◆ Activity
Some lines in the records below may hold the word "then"; give the number of those lines and nothing else.
Available data Start Marker
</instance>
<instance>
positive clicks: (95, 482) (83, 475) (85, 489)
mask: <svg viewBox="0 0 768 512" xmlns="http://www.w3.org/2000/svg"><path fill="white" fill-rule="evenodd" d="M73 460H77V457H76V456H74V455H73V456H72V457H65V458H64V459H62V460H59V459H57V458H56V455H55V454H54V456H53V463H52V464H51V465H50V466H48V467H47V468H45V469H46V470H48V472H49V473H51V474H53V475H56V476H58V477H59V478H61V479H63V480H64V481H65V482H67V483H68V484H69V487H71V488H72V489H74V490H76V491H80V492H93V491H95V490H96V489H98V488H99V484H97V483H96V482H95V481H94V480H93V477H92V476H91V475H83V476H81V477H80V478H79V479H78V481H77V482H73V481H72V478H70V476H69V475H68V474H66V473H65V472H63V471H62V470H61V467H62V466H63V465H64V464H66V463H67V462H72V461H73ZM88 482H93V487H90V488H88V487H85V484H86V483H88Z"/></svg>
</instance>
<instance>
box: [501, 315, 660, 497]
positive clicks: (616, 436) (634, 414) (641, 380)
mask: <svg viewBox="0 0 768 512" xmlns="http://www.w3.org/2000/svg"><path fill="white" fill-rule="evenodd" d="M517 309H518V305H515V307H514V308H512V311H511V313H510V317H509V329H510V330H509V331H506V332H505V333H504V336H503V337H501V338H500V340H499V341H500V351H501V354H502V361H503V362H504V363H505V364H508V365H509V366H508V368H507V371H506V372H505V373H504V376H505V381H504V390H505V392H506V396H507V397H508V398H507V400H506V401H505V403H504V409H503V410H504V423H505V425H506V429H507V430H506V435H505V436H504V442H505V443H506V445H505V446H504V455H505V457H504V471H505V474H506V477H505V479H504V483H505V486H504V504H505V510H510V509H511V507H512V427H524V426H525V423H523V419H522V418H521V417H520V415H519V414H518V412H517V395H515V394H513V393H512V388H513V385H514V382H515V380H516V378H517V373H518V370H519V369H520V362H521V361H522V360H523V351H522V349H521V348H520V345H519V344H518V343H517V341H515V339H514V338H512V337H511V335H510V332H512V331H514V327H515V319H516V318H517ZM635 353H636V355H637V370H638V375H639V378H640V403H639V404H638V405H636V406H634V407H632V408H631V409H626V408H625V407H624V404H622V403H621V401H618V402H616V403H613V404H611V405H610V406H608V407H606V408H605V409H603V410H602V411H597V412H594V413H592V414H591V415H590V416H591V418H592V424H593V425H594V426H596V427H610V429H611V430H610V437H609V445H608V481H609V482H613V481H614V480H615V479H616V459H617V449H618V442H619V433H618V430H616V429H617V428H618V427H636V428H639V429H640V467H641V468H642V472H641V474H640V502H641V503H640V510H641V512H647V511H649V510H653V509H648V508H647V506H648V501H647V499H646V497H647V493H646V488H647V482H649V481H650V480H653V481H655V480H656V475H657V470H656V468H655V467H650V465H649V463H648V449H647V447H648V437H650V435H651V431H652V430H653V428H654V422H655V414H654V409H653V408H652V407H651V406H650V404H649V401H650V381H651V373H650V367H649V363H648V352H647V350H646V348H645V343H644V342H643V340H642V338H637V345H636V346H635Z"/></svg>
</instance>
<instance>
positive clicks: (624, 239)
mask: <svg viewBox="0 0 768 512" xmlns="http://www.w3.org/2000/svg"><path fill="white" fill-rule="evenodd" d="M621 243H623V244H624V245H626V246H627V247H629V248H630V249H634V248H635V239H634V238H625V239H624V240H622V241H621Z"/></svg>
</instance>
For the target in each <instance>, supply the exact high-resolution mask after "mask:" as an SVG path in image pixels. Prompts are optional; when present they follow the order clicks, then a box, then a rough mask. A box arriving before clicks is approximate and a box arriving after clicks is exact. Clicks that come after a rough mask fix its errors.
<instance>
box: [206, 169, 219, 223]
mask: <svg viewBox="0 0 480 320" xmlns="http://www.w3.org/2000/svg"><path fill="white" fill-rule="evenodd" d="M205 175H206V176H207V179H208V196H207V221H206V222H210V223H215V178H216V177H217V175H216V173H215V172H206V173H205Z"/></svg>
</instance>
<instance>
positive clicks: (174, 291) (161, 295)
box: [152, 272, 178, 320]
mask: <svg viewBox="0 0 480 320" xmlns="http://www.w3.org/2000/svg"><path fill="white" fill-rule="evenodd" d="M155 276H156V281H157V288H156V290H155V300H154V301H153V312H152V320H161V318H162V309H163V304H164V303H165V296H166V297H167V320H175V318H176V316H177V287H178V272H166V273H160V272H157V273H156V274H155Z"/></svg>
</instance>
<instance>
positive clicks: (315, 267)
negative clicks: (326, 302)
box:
Available data End Marker
Available data Start Marker
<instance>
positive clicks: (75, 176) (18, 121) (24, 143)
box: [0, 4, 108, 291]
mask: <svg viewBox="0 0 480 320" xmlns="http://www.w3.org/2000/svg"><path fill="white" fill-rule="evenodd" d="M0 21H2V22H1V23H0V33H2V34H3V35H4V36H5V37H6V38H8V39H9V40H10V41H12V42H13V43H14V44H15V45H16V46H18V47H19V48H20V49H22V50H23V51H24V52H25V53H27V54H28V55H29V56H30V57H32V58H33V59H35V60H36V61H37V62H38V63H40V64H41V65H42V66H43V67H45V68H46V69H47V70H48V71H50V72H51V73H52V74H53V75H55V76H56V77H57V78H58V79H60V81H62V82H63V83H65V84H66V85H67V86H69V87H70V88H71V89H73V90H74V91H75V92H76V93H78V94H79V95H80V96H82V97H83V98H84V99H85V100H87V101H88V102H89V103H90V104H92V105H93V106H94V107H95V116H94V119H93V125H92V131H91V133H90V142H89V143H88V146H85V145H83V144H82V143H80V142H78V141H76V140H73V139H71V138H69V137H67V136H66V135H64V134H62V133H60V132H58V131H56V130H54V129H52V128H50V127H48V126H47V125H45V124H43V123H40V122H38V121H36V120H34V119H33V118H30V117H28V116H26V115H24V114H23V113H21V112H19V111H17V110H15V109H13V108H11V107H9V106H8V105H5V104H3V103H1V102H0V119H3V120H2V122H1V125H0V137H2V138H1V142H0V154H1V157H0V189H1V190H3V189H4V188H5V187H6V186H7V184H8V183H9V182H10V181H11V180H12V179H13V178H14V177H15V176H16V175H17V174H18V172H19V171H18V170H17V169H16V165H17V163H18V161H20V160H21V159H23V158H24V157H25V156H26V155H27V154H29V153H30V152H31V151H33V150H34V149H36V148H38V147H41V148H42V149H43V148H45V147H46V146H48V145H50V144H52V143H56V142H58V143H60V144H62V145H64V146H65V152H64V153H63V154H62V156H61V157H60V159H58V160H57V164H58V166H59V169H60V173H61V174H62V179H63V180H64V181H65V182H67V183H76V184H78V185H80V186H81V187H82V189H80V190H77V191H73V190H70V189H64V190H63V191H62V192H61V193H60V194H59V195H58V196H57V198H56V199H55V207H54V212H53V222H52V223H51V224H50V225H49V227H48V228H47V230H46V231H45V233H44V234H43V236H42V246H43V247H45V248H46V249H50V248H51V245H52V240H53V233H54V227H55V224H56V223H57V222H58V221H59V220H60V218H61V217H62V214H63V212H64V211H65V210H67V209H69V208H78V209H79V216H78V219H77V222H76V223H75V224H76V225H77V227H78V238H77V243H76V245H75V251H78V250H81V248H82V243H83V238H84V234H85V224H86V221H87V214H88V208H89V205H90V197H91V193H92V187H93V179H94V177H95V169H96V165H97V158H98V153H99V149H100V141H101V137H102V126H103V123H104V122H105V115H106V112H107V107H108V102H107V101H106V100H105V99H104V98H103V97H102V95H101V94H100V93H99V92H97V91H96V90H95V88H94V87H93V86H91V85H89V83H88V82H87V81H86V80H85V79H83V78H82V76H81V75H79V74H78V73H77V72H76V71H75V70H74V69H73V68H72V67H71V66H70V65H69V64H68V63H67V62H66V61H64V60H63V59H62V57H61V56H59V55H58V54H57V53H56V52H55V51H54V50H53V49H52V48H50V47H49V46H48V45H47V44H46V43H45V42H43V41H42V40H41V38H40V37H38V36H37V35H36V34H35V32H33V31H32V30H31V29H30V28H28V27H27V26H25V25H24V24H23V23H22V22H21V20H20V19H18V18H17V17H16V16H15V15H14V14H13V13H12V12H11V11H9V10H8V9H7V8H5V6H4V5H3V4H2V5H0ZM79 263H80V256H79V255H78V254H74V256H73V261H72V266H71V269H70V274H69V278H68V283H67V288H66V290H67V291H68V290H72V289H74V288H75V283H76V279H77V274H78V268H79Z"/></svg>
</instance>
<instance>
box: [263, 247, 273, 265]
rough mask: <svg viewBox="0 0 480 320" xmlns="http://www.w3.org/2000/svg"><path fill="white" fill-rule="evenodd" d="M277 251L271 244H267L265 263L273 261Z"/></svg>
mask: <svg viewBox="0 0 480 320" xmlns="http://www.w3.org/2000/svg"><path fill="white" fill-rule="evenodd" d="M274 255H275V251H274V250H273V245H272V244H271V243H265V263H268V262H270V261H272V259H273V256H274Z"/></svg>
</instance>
Available data End Marker
Available data Start Marker
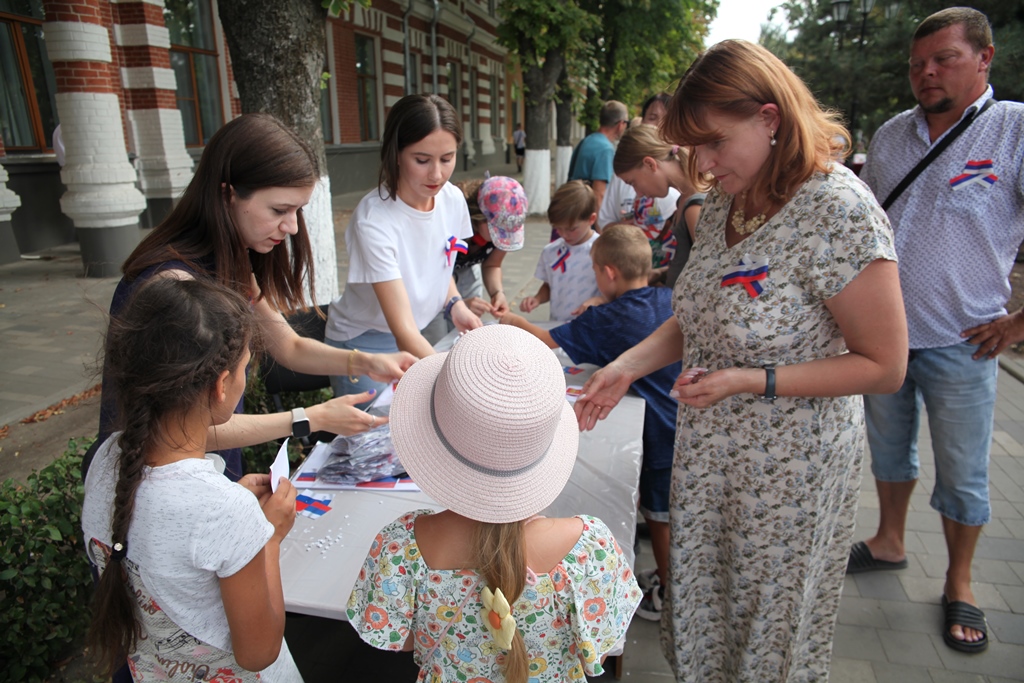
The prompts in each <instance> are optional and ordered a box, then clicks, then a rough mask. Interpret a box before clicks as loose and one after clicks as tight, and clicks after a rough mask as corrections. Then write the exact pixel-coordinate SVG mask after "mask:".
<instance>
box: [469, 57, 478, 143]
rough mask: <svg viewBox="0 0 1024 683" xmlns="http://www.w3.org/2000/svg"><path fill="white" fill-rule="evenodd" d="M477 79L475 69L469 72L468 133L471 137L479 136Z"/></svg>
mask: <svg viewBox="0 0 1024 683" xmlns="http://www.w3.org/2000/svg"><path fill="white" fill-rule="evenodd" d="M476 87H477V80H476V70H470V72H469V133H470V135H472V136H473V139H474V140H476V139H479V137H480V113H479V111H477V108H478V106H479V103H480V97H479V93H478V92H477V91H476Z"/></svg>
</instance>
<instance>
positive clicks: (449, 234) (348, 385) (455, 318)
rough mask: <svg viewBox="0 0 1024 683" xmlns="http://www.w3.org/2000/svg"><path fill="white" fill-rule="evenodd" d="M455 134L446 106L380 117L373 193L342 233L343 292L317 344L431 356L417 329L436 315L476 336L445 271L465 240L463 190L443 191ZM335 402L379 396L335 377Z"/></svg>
Available data End Marker
◆ Answer box
2